Work required - In the forum post about RAID-5 write performance, repeat word for word the part starting with "The array built" and going on through "doing the opposite.".

2

So I am stuck in a corner, I have a storage project that is limited to 24 spindles, and requires heavy random Write (the corresponding read side is purely sequential). Needs every bit of space on my Drives, ~13TB total in a n-1 raid-5, and has to go fast, over 2GB/s sort of fast.

The obvious answer is to use a Stripe/Concat (Raid-0/1), or better yet a raid-10 in place of the raid-5, but that is disallowed for reasons beyond my control. So I am here asking for help in getting a sub optimal configuration to be as good as it can be.

The array built on direct attached SAS-2 10K rpm drives, backed by a ARECA 18xx series controller with 4GB of cache. 64k array stripes and an 4K stripe aligned XFS File system, with 24 Allocation groups (to avoid some of the penalty for being raid 5).

The heart of my question is this: In the same setup with 6 spindles/AG's I see a near disk limited performance on the write, ~100MB/s per spindle, at 12 spindles I see that drop to ~80MB/s and at 24 ~60MB/s.

I would expect that with a distributed parity and matched AG's, the performance should scale with the # of spindles, or be worse at small spindle counts, but this array is doing the opposite.

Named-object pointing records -

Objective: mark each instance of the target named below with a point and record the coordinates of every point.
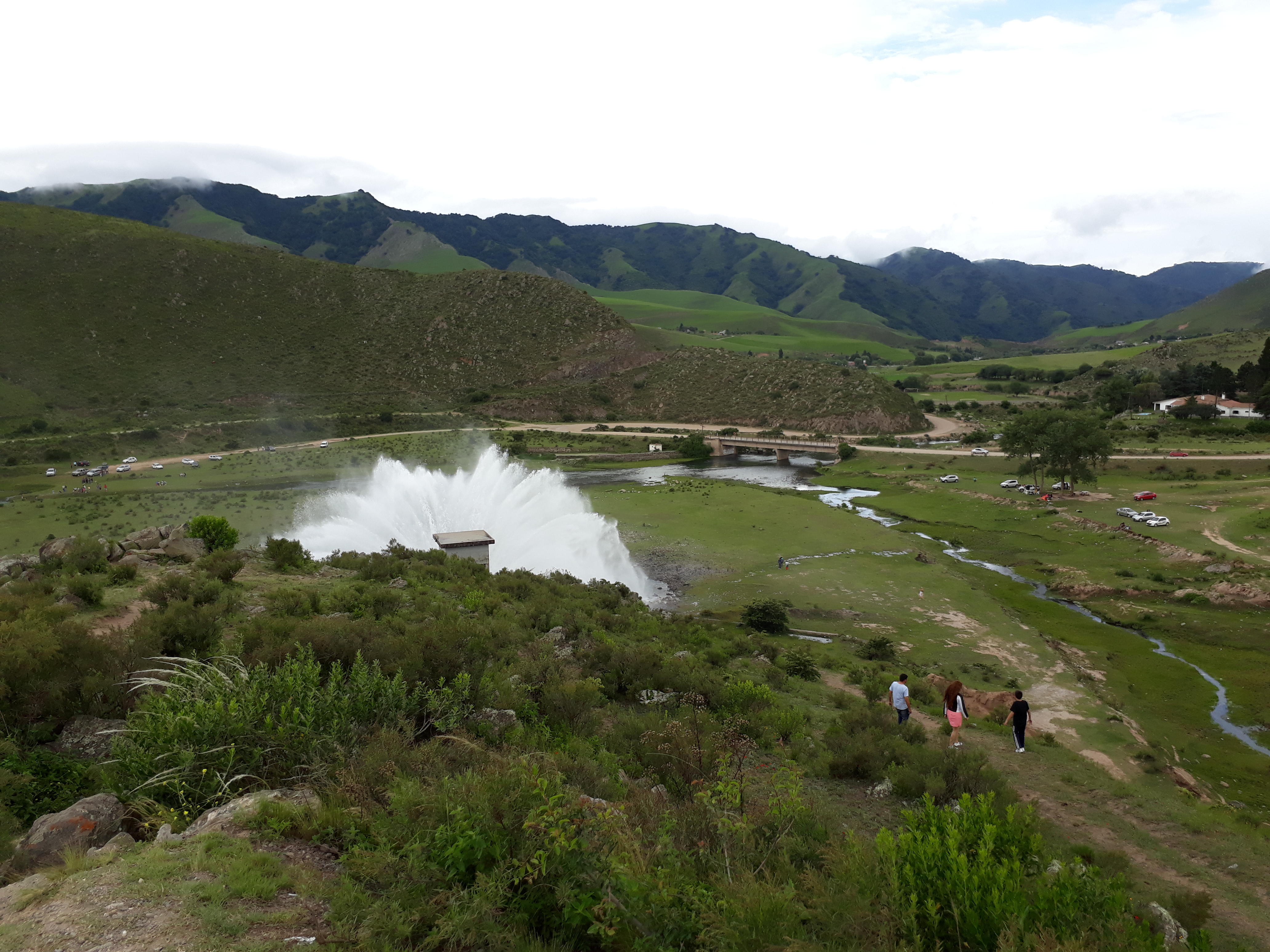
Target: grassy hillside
(108, 313)
(717, 386)
(1237, 308)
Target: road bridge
(784, 446)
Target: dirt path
(1212, 535)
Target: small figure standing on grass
(900, 697)
(954, 706)
(1021, 715)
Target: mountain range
(907, 300)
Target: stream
(766, 471)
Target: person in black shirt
(1021, 715)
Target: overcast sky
(1129, 136)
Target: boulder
(56, 549)
(148, 537)
(87, 738)
(223, 818)
(187, 549)
(90, 823)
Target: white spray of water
(538, 521)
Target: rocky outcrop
(90, 823)
(223, 818)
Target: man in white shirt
(900, 697)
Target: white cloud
(1122, 136)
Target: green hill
(114, 319)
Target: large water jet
(539, 521)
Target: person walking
(900, 697)
(1021, 715)
(954, 706)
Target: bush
(88, 588)
(286, 554)
(768, 615)
(215, 531)
(223, 564)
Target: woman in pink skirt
(954, 706)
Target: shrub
(286, 554)
(88, 588)
(223, 564)
(798, 663)
(768, 615)
(215, 531)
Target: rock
(87, 738)
(1174, 932)
(654, 697)
(90, 823)
(882, 790)
(187, 549)
(148, 537)
(497, 719)
(56, 549)
(17, 564)
(167, 836)
(120, 841)
(222, 818)
(12, 894)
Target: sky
(1129, 136)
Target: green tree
(695, 447)
(215, 531)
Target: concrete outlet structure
(467, 545)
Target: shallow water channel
(765, 471)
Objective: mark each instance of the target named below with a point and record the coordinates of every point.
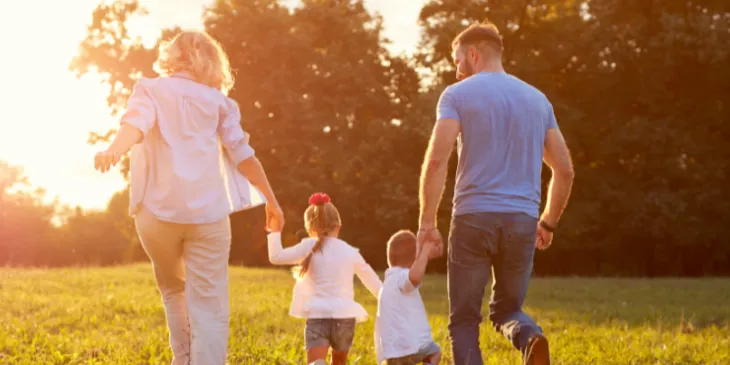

Finished answer -
The array built on direct attached SAS-2 10K rpm drives, backed by a ARECA 18xx series controller with 4GB of cache. 64k array stripes and an 4K stripe aligned XFS File system, with 24 Allocation groups (to avoid some of the penalty for being raid 5).

The heart of my question is this: In the same setup with 6 spindles/AG's I see a near disk limited performance on the write, ~100MB/s per spindle, at 12 spindles I see that drop to ~80MB/s and at 24 ~60MB/s.

I would expect that with a distributed parity and matched AG's, the performance should scale with the # of spindles, or be worse at small spindle counts, but this array is doing the opposite.